▸ **Text excerpt**:
┌────────

It was a simply glorious achievement that makes me misty eyed just thinking about it…so it’s especially fun to see three high schoolers pull if off with a dog and three cats. The Robinson rocket is a 363-foot-tall metaphor for spreading one’s tender, untested new wings and leaving the nest, which is what Mizuho does by leaving her three cats behind. They can’t come back with her to where she belongs, but that’s okay. They did their job. She’ll be okay on her own.

Well, not entirely on her own; she has Nagara. And for an episode in which he mourned the loss of his first friend Nozomi, he smiled and laughed more in this episode than any previous ones. He wouldn’t be the person he is without Nozomi, which is why on the spaceflight up into the infinite, near the boundary between This World and That, he still has a compass watch with arrows that never move, representing Nozomi’s inspiring, indomitable will.

We don’t know what awaits Nagara and Mizuho on the other side any more than they do, but that’s entirely okay. I haven’t had the slightest idea what Sonny Boy will throw our way from one week to the next; I highly doubt it will try for predictable, obvious, or boring in its (assumed) finale next week.

As Rajdhani said, Nothing matters in This World…but once in a while, cool things do happen. Sonny Boy shows us that experiencing those cool things alongside people you love can make what shouldn’t matter…matter.

RABUJOI WORLD HERITAGE LIST

Sonny Boy – 10 – The Girl Who Knew Too Much

This week’s Sonny Boy experience comes from the POV of Tsubasa, AKA Sarah Plain and Tall With Broken Arm. We learn her power is “Monologue”—the ability to hear everyone’s inner voices. In order to not be ostracized, she’s kept the power a secret from everyone. She listens, but she doesn’t act in a way that would arouse suspicion.

Tsubasa likes Asakaze. She knows he’s kind of an ill-natured prick, but it doesn’t matter; she still likes him. But as she can read minds, she knows it’s unrequited; she also knows Asakaze likes Nozomi. He doesn’t like how close Nozomi is with Nagara. All the while, he’s unconsciously closer to Tsubasa than anyone; only she can hear his inner voice.

Tsubasa can’t help but like Asakaze, but while you’d think she’d try to use her power to try to make him feel the same way, all she does is quietly admire him from a distance. She hears all his thoughts about Nozomi, all the while dreaming of the day all his other romantic options will be exhausted and he’ll “land at her feet.” But between Nozomi (who doesn’t return his feelings) and Aki-sense (who is only wielding Asakaze like a tool), there’s too much competition.

Tsubasa and Nozomi end up accompanying Asakaze and Aki-sensei on the “grand task” he wishes to complete: defeating “War” before he can cause undue destruction. Tsubasa can’t fault Asakaze for liking Nozomi, because she knows that Inner Nozomi is just as wholesome and noble and honest as Outer Nozomi. Everyone practices some degree of deceit…except Nozomi. On the treacherous hike in “War’s” strange ceramic world, it’s Nozomi who comes to Tsubasa’s aid when she twists her ankle.

When they encounter “War” while falling down an endless gorge with a blood red bottom they never reach, he’s a student constantly falling and buffeted by the wind like the Maxell guy. Tsubasa can’t hear his thoughts; the guy is totally empty. Kinda like warD’YOU GET IT?!?!! Ahem…anyway, Aki-sensei (and apparently God AKA Dr. Strangelove) wants Asakaze to eliminate “War” from this world by creating “Death”, leading Nozomi to take him to task for trying to play God.

└────────

▸ **Dataset section**:

┌────────

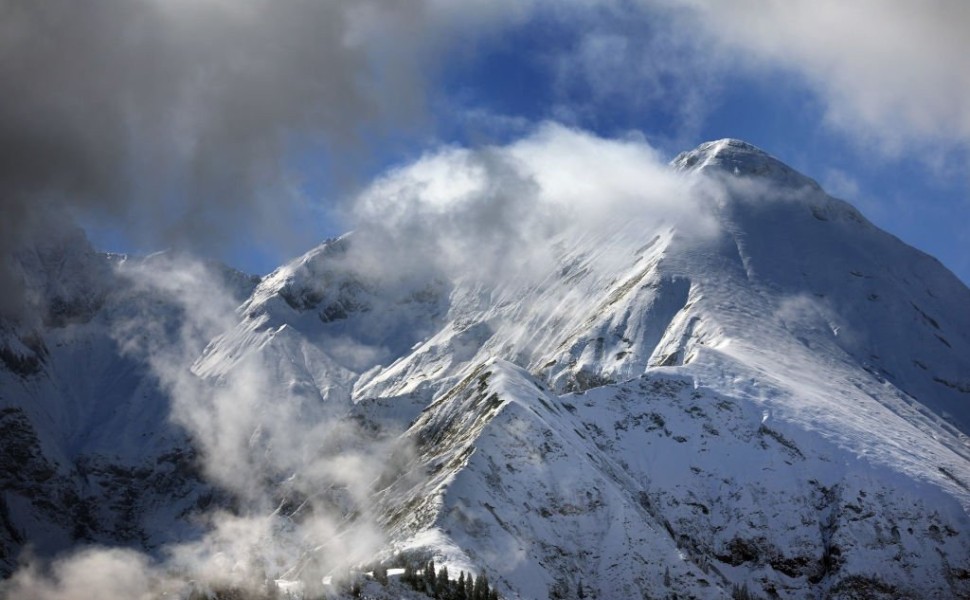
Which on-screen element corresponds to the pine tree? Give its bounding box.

└────────

▸ **Your tasks**:
1. Summarize the Sonny Boy review excerpt above in three sentences.
2. Carry the Sonny Boy review above forward from its final sentence, about Nozomi taking Asakaze to task for trying to play God.

▸ **Answers in order**:
1. The excerpt opens with the end of a Sonny Boy review, in which Mizuho leaves her three cats behind on the Robinson rocket and Nagara, though mourning Nozomi, smiles and laughs more than before while carrying a compass watch that represents her will. It then begins a review of episode 10, told from the point of view of Tsubasa, whose secret power lets her hear everyone's inner voices and who quietly likes Asakaze even though she knows he likes Nozomi. During Asakaze's task to defeat "War," Nozomi helps Tsubasa when she twists her ankle, and when Aki-sensei wants Asakaze to eliminate "War" by creating "Death," Nozomi takes him to task for trying to play God.

2.
This causes Aki-sensei to retreat with Asakaze somewhere where she can bury him in her bust and keep him under her thumb. But as Tsubasa always knew since the drifting began, the only person who could truly change Asakaze was Nozomi. Nozomi won’t pretend to pander to him. Asakaze can probably sense that there’s never any deceit with her.

So when Nozomi says “Even if I’m dead, I can accept my own fate,” she means it. Maybe that’s why, after he turns “War” into a gun and the red into white, when the cliff crumbles and she falls, Asakaze doesn’t use his power to save her. Or maybe he can’t.

Meanwhile, Nagara picks up the mantle of island researcher from the long-departed Rajdhani, and continues to experiment with Mizuho’s powers. When he orders a chicken with Nyamazon and then kills it, it stays dead. When Mizuho orders one and he kills it…it comes back. Between having three wise talking cats protecting her and the potential power over life and death, I’m starting to wonder if Mizuho is the true God around these surreal parts.

Rating: 4/5 Stars

Sonny Boy – 09 – 3 Cats and a Kotatsu

I’m still thinking about Episode 8, so I knew it would be hard to top it…for anything to top it anytime soon. Episode 9 doesn’t come close…but it does begin with the three Nyamazon cats shooting the shit like three wise old farts under a kotatsu. It’s just the latest reminder that predicting what Sonny Boy will throw at you from one week to the next is like trying to predict every move in a chess game when you’re not in the same room.

The cats, famous lovers of warmth, are under the kotatsu because outside the kotatsu is a frozen, snowy world. Nozomi, Nagara, Yamabiko, and their human Mizuho have traveled there to try to settle a thousands-of-years-old battle between two twins over who has the most hairs on their head (one claims to have one more). But it’s also a look back at Mizuho, and how the white cat Sakura believes she can’t survive without the three of them.

Honestly, the twin story is a bit dull, but it at least ties into the concept of duplication, which we learn is to be Mizuho’s true power. Everything the cats deliver to Mizuho and the others is a copy of products from the original world they came from. While Mizuho’s inner circle certainly wouldn’t hold it against her, the cats, who have been with Mizuho since she was a kid and still believe her to be one, are determined to keep it under wraps.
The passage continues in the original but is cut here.